--- Data entries ---
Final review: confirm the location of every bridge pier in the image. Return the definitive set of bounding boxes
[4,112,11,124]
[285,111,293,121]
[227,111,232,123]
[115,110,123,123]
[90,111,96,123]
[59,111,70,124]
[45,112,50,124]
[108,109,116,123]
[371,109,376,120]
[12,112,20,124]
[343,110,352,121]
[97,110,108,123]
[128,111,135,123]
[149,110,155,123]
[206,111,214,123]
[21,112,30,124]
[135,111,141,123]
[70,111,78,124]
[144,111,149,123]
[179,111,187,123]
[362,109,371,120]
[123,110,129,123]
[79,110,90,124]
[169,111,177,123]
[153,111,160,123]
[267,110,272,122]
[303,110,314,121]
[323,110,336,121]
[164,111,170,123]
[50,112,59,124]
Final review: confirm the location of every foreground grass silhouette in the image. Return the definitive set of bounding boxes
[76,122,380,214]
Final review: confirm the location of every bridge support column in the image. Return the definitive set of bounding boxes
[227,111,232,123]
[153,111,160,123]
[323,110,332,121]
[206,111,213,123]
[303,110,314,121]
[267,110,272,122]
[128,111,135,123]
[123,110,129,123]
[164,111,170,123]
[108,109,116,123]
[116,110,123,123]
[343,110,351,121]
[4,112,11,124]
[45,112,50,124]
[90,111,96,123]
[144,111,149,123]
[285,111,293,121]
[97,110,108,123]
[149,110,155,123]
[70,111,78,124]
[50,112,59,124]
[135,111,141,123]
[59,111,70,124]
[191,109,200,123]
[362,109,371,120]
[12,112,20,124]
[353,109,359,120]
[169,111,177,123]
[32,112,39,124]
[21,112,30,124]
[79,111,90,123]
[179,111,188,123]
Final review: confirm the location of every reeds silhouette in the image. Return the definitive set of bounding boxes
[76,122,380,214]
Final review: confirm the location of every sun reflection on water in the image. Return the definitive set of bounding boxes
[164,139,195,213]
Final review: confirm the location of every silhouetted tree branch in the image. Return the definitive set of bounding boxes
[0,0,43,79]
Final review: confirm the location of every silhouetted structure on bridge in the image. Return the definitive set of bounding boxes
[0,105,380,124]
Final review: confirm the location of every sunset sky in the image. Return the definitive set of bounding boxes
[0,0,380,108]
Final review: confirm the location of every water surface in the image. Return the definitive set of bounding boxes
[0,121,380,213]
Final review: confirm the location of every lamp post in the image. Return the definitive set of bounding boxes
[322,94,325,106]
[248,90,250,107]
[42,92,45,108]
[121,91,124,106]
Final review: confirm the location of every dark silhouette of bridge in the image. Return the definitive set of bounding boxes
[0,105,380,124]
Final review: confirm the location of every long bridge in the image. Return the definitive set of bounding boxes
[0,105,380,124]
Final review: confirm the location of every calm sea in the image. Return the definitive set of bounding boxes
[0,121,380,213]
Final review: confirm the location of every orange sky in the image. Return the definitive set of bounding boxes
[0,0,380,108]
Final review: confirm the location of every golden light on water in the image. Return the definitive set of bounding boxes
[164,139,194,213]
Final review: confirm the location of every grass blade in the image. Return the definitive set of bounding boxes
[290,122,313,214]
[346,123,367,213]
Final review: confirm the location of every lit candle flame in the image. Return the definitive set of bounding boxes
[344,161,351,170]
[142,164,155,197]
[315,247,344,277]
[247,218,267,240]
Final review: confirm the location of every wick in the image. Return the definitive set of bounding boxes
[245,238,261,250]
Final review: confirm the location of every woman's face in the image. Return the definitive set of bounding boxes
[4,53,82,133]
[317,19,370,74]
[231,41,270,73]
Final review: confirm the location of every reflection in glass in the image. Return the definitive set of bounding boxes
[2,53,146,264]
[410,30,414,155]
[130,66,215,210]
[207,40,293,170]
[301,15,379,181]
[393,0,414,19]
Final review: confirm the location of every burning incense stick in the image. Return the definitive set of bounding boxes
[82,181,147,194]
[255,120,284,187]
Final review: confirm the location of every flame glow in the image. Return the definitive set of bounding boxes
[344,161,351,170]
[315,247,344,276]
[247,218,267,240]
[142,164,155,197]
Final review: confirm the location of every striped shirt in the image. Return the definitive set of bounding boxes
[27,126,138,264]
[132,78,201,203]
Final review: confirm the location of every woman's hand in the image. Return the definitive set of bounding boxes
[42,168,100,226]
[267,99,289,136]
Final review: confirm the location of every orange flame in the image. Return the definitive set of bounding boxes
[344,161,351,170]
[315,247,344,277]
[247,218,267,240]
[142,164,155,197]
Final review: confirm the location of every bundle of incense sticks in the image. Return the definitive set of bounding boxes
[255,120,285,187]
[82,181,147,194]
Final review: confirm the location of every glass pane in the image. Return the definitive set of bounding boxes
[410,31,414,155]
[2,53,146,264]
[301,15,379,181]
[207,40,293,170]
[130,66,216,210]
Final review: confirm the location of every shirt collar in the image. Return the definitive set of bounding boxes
---
*Job:*
Put every line of the material above into a numbered list, leaving out any blank lines.

*Exercise answer:*
1. Final review: confirm the location of every bridge pier in the image. Return the definitive set of bounding boxes
2. [4,112,11,124]
3. [285,111,293,121]
4. [227,111,232,123]
5. [115,110,123,123]
6. [90,111,96,123]
7. [59,111,70,124]
8. [45,112,50,124]
9. [108,109,116,123]
10. [371,109,376,120]
11. [12,112,20,124]
12. [343,110,352,121]
13. [97,110,108,123]
14. [128,111,135,123]
15. [149,110,155,123]
16. [206,111,214,123]
17. [21,112,30,124]
18. [135,111,141,123]
19. [70,111,78,124]
20. [144,111,149,123]
21. [179,111,187,123]
22. [362,109,371,120]
23. [123,110,129,123]
24. [79,110,90,124]
25. [169,111,177,123]
26. [153,111,160,123]
27. [267,110,272,122]
28. [303,110,314,121]
29. [323,110,336,121]
30. [164,111,170,123]
31. [50,112,59,124]
32. Final review: confirm the location of every foreground grass silhouette in the image. Return the definitive set of bounding boxes
33. [76,122,380,214]
34. Final review: confirm the location of every bridge support column in the image. Return the definitive set of bounding boxes
35. [227,111,232,123]
36. [153,111,160,123]
37. [323,110,332,121]
38. [206,111,213,123]
39. [303,110,314,121]
40. [267,110,272,122]
41. [128,111,135,123]
42. [123,110,129,123]
43. [164,111,170,123]
44. [108,109,116,123]
45. [116,110,123,123]
46. [343,110,351,121]
47. [4,112,11,124]
48. [45,112,50,124]
49. [90,111,96,123]
50. [144,111,149,123]
51. [285,111,293,121]
52. [97,110,108,123]
53. [149,110,155,123]
54. [70,111,78,124]
55. [50,112,59,124]
56. [135,111,141,123]
57. [59,111,70,124]
58. [191,109,200,123]
59. [362,109,371,120]
60. [12,112,20,124]
61. [353,109,359,120]
62. [169,111,177,123]
63. [32,112,39,124]
64. [21,112,30,124]
65. [79,111,90,123]
66. [179,111,188,123]
67. Final review: confirm the location of every reeds silhouette in the image. Return the definitive set of bounding boxes
68. [76,122,380,214]
69. Final review: confirm the location of every sun reflection on water in the image. Return the definitive set of bounding boxes
70. [164,139,195,213]
71. Final review: confirm the location of every silhouetted tree branch in the image. Return the definitive set of bounding boxes
72. [0,0,43,79]
73. Final review: confirm the location of every silhouetted structure on bridge in the image. Return the definitive set of bounding boxes
74. [0,105,380,124]
75. Final review: confirm the location of every sunset sky in the image. Return the definitive set of bounding boxes
76. [0,0,380,108]
77. Final review: confirm the location of every water surface in the image. Return the definitive set of bounding boxes
78. [0,121,380,213]
79. Final review: confirm the location of every lamp post in the image. Return the definitive set of bounding boxes
80. [322,94,325,106]
81. [248,90,250,107]
82. [42,92,45,108]
83. [121,91,124,106]
84. Final review: confirm the location of every dark silhouette of bridge in the image. Return the definitive set of bounding boxes
85. [0,105,380,124]
86. Final review: confirm the location of every long bridge in the image. Return the definitive set of bounding boxes
87. [0,105,380,124]
88. Final review: confirm the location of every calm sea in the image. Return the definitive set of bounding boxes
89. [0,121,380,213]
90. Final review: confirm the location of every orange sky in the image. Return the definitive set of bounding boxes
91. [0,0,380,108]
92. Final review: confirm the location of every golden light on water in the image. Return the definitive set of bounding boxes
93. [164,139,194,213]
94. Final review: confirm the location of every grass blade in the image. Return the definitive set of bounding boxes
95. [290,122,313,214]
96. [346,123,367,213]
97. Final review: confirm the location of every lit candle flame in the image. Return the definitive set of bounding boxes
98. [344,161,351,170]
99. [142,164,155,197]
100. [315,247,344,277]
101. [247,218,267,240]
102. Final review: confirm the location of every wick in the image. Return the definitive set of bounding boxes
103. [245,238,261,250]
104. Final review: confirm the location of every woman's face in the image. Return the definitive set of bounding boxes
105. [4,53,82,133]
106. [317,19,370,74]
107. [231,41,270,73]
108. Final review: confirm the location of every reflection in glass in the image. Return the definitive set of bounding boxes
109. [2,53,146,264]
110. [410,30,414,155]
111. [130,66,215,210]
112. [207,40,293,170]
113. [301,15,379,181]
114. [393,0,414,19]
115. Final review: confirm the location of every burning incense stick in the image. Return the definitive set of bounding boxes
116. [82,181,147,194]
117. [255,120,284,187]
118. Final review: confirm the location of every flame glow in the image. Return the definitive set of bounding boxes
119. [344,161,351,170]
120. [315,247,344,276]
121. [247,218,267,240]
122. [142,164,155,197]
123. Final review: confirm the location of every striped shirt in the image. Return the definitive set of bounding boxes
124. [27,126,138,264]
125. [132,78,201,203]
126. Final review: confirm the location of every woman's hand in the image. Return the definitive set of bounding boxes
127. [42,168,100,226]
128. [267,99,289,136]
129. Final review: confirm the location of every orange flame in the image. Return the definitive set of bounding boxes
130. [344,161,351,170]
131. [315,247,344,277]
132. [247,218,267,240]
133. [142,164,155,197]
134. Final review: confirm the location of every bundle of incense sticks in the image. Return the definitive set of bounding boxes
135. [255,120,285,187]
136. [82,181,147,194]
137. Final review: confirm the location of every glass pane in the image. Return the definitive set of bounding boxes
138. [410,31,414,155]
139. [2,53,146,264]
140. [301,15,379,181]
141. [207,40,293,170]
142. [130,66,216,210]
143. Final review: confirm the location of every shirt collar in the image. Return the definitive set of bounding boxes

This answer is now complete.